WHAT YOU SHOULD DO:
Return verbatim only the lines of the items running from the line with "For the trial run, indicate each instance of the dog's paw" to the line with "x=155 y=374", including both of those lines.

INFORMATION SHOWN:
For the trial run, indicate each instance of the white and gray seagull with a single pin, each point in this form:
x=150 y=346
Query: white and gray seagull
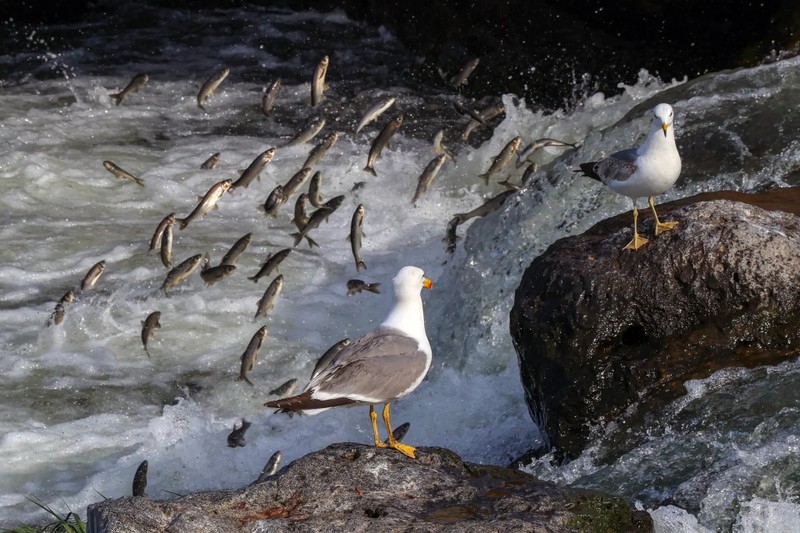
x=380 y=367
x=648 y=170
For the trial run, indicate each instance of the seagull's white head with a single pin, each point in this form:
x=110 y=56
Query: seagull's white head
x=408 y=282
x=662 y=115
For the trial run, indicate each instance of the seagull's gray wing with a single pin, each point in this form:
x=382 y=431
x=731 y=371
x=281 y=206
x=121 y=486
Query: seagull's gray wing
x=380 y=366
x=618 y=166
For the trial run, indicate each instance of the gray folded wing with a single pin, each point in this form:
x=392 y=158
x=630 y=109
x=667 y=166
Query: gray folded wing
x=380 y=366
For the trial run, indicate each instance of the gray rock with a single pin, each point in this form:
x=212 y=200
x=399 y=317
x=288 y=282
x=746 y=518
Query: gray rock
x=351 y=487
x=605 y=335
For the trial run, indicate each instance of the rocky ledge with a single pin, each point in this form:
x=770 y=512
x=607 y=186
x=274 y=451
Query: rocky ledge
x=608 y=335
x=351 y=487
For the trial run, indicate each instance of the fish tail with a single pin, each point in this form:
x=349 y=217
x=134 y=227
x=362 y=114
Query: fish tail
x=297 y=237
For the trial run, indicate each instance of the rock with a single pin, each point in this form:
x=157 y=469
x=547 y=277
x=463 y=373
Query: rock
x=351 y=487
x=608 y=335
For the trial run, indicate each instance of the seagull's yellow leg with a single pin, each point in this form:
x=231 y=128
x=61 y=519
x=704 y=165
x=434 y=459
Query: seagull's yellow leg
x=637 y=241
x=374 y=417
x=661 y=227
x=405 y=449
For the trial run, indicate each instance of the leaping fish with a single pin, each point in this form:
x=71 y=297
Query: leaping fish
x=208 y=202
x=138 y=81
x=210 y=86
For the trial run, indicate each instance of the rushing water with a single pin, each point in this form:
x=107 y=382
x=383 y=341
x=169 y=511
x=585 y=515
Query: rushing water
x=83 y=405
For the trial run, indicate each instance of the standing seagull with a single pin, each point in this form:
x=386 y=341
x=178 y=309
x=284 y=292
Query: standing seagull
x=648 y=170
x=380 y=367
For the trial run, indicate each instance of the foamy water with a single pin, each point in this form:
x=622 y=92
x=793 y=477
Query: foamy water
x=83 y=405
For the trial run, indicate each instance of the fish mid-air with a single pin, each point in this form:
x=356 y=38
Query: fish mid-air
x=648 y=170
x=382 y=366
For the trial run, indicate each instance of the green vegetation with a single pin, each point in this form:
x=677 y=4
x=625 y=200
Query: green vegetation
x=69 y=523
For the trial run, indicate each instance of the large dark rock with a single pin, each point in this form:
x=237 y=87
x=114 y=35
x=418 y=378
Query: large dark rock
x=351 y=487
x=608 y=335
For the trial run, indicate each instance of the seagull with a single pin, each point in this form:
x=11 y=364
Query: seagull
x=380 y=367
x=648 y=170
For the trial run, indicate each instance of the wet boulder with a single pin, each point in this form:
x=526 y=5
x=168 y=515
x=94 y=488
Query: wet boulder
x=609 y=335
x=351 y=487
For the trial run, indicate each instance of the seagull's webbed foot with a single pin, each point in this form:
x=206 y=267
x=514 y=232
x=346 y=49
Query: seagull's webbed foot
x=391 y=442
x=373 y=416
x=661 y=227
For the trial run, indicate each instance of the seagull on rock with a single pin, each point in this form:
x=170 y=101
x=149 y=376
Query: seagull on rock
x=380 y=367
x=648 y=170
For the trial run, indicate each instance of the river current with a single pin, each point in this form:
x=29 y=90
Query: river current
x=82 y=404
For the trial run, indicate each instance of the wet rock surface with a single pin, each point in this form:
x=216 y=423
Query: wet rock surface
x=608 y=335
x=351 y=487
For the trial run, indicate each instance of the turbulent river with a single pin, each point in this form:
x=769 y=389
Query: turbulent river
x=82 y=404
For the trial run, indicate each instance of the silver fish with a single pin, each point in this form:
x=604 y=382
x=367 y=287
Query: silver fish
x=438 y=147
x=310 y=131
x=318 y=82
x=210 y=86
x=166 y=247
x=354 y=286
x=461 y=77
x=381 y=142
x=319 y=151
x=286 y=389
x=236 y=250
x=267 y=301
x=356 y=233
x=486 y=114
x=140 y=480
x=214 y=274
x=61 y=308
x=138 y=81
x=181 y=272
x=451 y=237
x=91 y=277
x=316 y=218
x=250 y=354
x=121 y=174
x=489 y=207
x=295 y=182
x=300 y=217
x=374 y=112
x=268 y=100
x=254 y=170
x=236 y=437
x=207 y=203
x=501 y=160
x=271 y=264
x=275 y=199
x=400 y=431
x=149 y=325
x=326 y=358
x=270 y=468
x=211 y=162
x=427 y=176
x=523 y=155
x=314 y=197
x=155 y=241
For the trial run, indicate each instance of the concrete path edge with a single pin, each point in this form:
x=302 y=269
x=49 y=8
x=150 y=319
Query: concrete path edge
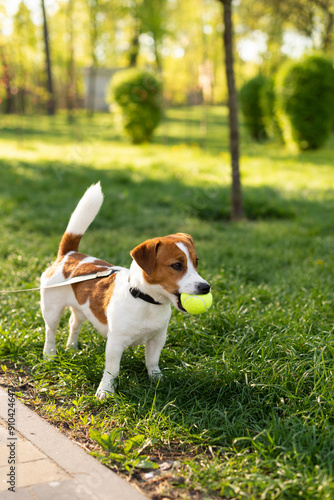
x=90 y=476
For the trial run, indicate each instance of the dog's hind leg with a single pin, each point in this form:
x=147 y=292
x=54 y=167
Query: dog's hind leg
x=76 y=320
x=152 y=353
x=114 y=352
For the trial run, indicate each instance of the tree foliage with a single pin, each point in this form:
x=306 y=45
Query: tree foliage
x=305 y=101
x=138 y=96
x=252 y=107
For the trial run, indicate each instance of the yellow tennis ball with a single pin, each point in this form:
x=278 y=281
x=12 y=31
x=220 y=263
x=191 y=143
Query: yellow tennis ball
x=196 y=304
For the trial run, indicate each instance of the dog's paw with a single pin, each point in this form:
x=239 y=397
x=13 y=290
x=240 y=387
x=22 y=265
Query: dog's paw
x=50 y=354
x=155 y=374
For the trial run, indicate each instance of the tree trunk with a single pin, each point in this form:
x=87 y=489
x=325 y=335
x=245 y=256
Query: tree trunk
x=71 y=88
x=8 y=104
x=51 y=101
x=236 y=194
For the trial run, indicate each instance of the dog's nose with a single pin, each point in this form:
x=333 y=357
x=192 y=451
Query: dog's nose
x=203 y=288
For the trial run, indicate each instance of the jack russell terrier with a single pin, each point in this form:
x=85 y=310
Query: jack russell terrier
x=128 y=306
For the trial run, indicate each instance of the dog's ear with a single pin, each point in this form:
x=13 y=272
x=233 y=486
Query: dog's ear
x=145 y=255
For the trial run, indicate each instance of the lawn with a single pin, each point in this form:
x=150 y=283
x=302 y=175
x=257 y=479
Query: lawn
x=246 y=405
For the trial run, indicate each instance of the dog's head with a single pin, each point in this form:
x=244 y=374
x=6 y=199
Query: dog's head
x=170 y=262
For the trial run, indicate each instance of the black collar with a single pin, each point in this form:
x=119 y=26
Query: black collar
x=136 y=293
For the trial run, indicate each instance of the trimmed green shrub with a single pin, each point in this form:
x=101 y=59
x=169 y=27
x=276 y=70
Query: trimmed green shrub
x=305 y=101
x=267 y=103
x=138 y=97
x=250 y=104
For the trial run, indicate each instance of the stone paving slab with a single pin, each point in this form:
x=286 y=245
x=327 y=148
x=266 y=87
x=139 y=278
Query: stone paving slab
x=48 y=465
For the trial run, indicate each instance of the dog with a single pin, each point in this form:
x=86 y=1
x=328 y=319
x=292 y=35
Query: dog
x=130 y=306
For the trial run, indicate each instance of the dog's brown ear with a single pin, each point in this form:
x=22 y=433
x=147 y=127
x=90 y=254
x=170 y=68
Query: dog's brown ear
x=145 y=255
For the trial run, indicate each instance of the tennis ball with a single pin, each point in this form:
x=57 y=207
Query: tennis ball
x=196 y=304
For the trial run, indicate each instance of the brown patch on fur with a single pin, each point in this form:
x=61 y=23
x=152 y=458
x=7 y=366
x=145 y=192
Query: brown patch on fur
x=158 y=254
x=72 y=263
x=69 y=243
x=97 y=291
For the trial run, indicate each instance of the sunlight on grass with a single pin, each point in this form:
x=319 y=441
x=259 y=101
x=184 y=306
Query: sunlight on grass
x=246 y=406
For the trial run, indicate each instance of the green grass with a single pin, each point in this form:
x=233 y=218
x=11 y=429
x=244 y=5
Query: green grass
x=246 y=406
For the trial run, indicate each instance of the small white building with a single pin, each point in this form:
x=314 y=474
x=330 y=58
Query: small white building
x=96 y=81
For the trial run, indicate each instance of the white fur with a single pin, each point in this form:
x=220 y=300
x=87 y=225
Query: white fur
x=86 y=210
x=130 y=321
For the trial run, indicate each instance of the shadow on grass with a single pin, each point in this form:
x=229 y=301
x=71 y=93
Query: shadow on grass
x=44 y=195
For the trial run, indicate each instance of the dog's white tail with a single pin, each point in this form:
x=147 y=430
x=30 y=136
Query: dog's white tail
x=84 y=214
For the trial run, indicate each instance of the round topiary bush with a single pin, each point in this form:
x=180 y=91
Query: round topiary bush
x=305 y=101
x=267 y=103
x=138 y=97
x=250 y=104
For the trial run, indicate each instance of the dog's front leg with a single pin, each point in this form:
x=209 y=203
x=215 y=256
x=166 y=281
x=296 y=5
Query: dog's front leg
x=114 y=353
x=152 y=353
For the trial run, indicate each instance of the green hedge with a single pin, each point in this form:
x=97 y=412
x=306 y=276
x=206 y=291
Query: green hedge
x=138 y=96
x=250 y=104
x=305 y=101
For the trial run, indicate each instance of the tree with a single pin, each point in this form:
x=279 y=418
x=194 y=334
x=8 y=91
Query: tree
x=236 y=194
x=51 y=101
x=71 y=85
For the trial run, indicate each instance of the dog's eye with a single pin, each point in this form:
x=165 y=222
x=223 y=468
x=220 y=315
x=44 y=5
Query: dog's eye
x=177 y=266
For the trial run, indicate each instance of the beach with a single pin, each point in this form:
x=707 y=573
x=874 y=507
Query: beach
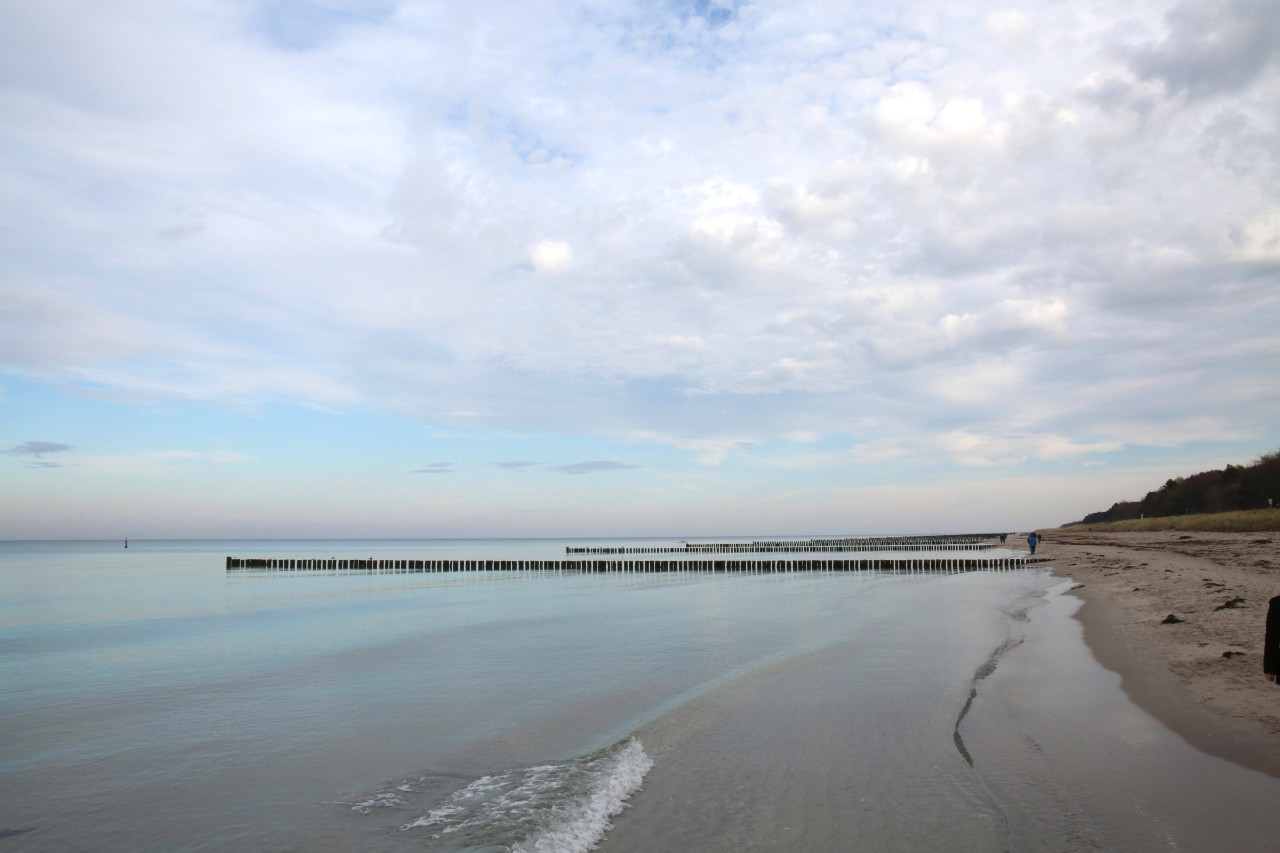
x=1202 y=674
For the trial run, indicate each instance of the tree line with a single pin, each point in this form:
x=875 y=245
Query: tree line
x=1235 y=487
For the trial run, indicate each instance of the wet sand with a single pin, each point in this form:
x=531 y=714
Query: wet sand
x=1201 y=675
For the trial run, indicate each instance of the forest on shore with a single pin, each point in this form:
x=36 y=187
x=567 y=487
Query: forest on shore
x=1233 y=488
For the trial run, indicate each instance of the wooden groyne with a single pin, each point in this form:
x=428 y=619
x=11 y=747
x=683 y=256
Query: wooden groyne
x=690 y=565
x=778 y=547
x=956 y=542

SOLVED EXERCISE:
For the trial run, indicate each instance of the dog's paw with a single pin, each point in this form:
x=239 y=397
x=13 y=290
x=240 y=387
x=22 y=265
Query: dog's paw
x=50 y=354
x=155 y=374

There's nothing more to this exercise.